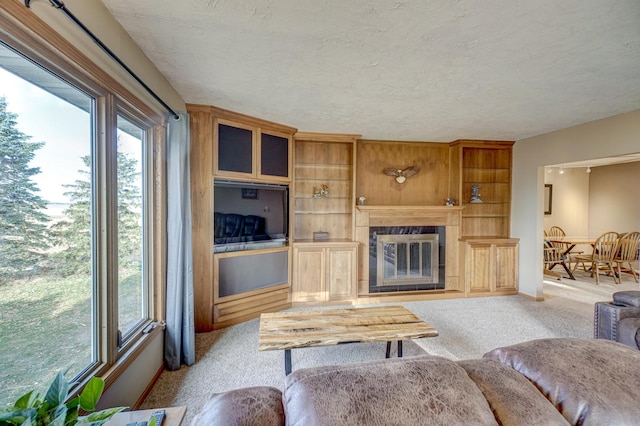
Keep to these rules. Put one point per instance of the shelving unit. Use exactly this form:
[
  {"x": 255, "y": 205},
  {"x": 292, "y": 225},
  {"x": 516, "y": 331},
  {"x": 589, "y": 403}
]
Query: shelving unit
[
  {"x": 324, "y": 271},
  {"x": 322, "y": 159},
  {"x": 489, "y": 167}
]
==================================================
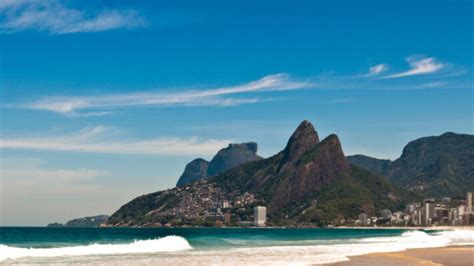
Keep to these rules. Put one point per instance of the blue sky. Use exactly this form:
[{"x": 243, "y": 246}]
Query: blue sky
==================================================
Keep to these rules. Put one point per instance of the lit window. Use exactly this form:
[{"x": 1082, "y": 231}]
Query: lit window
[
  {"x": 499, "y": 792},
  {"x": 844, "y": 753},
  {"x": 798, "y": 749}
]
==================================================
▶ Prompt: State how many of the lines above contain the string "exactly", where case counts. Give only the number.

▶ Complete output: 3